Document text:
= Ron Rich =

American actor (born 1938)

Ron Rich (born 1938 in Pittsburgh, Pennsylvania) is an American actor who played the roles of football player Luther "Boom Boom" Jackson in the Billy Wilder comedy The Fortune Cookie (1966), Juno in the film Chubasco (1968) and Richie Lemoine in the TV series Mission Impossible, as well as being a writer and producer on Ghost Fever (1986).

==Selected television work==
- The Alfred Hitchcock Hour (1964) (Season 2 Episode 13: "The Magic Shop") as Onlooker (uncredited)
- Gomer Pyle U.S.M.C. (1965) (Season 1 Episode 15: "Grandpa Pyle's Good Luck Charm") as Oliver
- Gomer Pyle U.S.M.C. (1965) (Season 1 Episode 30: "Gomer the M.P.") as Marine
- The Man from U.N.C.L.E. (1965) (Season 1 Episode 25: "The Never-Never Affair") as Pedestrian (uncredited)

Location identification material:
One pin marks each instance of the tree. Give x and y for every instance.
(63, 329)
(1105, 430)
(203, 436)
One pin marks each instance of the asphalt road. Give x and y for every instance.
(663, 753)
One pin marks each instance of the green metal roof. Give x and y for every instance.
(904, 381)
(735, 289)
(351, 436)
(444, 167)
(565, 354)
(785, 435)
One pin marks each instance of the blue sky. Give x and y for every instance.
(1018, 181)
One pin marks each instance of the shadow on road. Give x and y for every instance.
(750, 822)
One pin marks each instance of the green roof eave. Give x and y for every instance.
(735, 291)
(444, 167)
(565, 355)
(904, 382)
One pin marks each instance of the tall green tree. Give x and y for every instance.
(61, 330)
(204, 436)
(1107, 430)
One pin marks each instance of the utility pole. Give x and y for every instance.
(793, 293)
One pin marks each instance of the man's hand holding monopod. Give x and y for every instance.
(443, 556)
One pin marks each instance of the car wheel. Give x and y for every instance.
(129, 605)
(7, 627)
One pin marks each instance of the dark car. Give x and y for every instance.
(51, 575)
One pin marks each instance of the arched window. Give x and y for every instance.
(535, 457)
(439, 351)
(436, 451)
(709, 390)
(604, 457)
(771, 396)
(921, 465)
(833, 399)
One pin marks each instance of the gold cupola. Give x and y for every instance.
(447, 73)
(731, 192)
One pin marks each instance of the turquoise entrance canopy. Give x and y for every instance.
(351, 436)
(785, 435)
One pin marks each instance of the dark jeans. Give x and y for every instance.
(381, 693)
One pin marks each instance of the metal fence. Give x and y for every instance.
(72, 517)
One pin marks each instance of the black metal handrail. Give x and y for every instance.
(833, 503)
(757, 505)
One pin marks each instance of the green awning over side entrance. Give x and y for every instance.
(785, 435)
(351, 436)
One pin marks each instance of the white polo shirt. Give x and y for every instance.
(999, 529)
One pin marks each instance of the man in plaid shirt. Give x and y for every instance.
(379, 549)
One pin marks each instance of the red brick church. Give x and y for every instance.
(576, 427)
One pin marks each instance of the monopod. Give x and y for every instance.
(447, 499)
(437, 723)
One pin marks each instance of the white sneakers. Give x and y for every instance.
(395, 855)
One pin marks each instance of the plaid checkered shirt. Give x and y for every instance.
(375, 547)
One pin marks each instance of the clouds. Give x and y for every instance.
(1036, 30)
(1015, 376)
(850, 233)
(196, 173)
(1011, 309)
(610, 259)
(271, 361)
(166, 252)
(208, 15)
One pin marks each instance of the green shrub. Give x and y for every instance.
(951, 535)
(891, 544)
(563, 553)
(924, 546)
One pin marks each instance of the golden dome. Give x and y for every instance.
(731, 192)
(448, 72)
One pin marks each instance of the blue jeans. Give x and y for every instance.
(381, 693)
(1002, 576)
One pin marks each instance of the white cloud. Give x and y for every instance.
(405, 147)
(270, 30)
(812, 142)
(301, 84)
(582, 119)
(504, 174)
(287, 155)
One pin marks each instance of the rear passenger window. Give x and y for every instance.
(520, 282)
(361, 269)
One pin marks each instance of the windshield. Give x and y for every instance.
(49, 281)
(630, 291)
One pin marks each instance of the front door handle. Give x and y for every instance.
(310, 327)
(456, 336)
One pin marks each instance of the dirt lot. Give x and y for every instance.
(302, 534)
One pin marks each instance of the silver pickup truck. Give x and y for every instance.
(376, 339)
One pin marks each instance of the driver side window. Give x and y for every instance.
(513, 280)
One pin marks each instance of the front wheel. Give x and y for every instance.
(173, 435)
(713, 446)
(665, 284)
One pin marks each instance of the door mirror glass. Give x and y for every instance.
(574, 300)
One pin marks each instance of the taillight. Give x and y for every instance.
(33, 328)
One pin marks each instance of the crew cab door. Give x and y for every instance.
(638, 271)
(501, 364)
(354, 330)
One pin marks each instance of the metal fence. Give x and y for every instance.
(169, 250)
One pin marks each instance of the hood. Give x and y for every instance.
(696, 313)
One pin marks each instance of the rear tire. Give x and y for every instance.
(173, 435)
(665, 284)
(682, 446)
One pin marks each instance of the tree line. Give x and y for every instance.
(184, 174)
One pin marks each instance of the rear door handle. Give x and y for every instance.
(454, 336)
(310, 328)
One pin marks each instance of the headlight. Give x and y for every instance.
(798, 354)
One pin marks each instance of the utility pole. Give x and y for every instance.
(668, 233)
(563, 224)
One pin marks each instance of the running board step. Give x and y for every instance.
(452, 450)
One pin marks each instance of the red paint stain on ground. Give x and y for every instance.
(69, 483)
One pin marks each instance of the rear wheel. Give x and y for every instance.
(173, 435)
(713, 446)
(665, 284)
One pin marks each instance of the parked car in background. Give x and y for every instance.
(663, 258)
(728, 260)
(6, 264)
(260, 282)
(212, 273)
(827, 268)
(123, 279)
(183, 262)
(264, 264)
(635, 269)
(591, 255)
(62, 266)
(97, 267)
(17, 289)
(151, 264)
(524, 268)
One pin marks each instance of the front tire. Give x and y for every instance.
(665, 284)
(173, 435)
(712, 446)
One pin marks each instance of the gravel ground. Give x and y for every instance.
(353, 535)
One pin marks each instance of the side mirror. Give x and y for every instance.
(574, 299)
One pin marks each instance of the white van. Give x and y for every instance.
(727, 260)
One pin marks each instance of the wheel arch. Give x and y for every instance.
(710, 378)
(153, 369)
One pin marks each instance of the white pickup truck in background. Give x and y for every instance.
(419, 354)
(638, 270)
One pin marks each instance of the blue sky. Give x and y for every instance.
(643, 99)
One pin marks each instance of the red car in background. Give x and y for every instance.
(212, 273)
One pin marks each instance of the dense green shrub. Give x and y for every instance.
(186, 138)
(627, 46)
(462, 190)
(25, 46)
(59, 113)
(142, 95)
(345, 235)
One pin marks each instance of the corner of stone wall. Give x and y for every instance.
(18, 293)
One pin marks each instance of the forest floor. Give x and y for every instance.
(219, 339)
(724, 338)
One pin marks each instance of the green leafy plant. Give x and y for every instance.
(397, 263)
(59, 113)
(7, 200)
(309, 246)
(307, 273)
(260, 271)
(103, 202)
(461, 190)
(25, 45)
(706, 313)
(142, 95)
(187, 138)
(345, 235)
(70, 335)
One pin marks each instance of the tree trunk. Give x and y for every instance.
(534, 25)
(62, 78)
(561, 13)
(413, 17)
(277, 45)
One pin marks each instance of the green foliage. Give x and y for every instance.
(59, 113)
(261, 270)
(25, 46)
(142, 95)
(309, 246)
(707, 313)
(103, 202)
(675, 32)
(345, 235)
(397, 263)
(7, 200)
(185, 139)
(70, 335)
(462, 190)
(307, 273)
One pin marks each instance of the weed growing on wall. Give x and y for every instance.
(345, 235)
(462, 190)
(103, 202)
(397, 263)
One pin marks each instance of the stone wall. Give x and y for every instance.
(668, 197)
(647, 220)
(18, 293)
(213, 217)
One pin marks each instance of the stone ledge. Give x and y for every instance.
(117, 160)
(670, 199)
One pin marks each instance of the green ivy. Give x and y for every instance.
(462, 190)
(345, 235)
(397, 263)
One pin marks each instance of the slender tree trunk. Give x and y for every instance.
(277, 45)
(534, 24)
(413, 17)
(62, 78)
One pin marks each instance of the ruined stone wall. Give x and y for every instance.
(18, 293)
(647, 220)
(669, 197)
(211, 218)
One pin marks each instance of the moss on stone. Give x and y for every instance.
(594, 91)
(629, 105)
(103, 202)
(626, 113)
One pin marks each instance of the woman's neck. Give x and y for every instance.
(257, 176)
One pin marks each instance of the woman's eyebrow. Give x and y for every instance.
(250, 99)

Written exercise 1: In the Ron Rich article, what role did he play in The Fortune Cookie?
Written exercise 2: Pick up the Ron Rich article after its final line and carry it forward.

Exercise output 1: Football player Luther "Boom Boom" Jackson.

Exercise output 2:
- The Man from U.N.C.L.E. (1965) (Season 1 Episode 26: "The Love Affair") as Audience Member (uncredited)
- The Man from U.N.C.L.E. (1965) (Season 1 Episode 29: "The Odd Man Affair") as Speech Spectator (uncredited)
- I Spy (1965) (Season 1 Episode 1: "So Long Patrick Henry") as Reporter (uncredited)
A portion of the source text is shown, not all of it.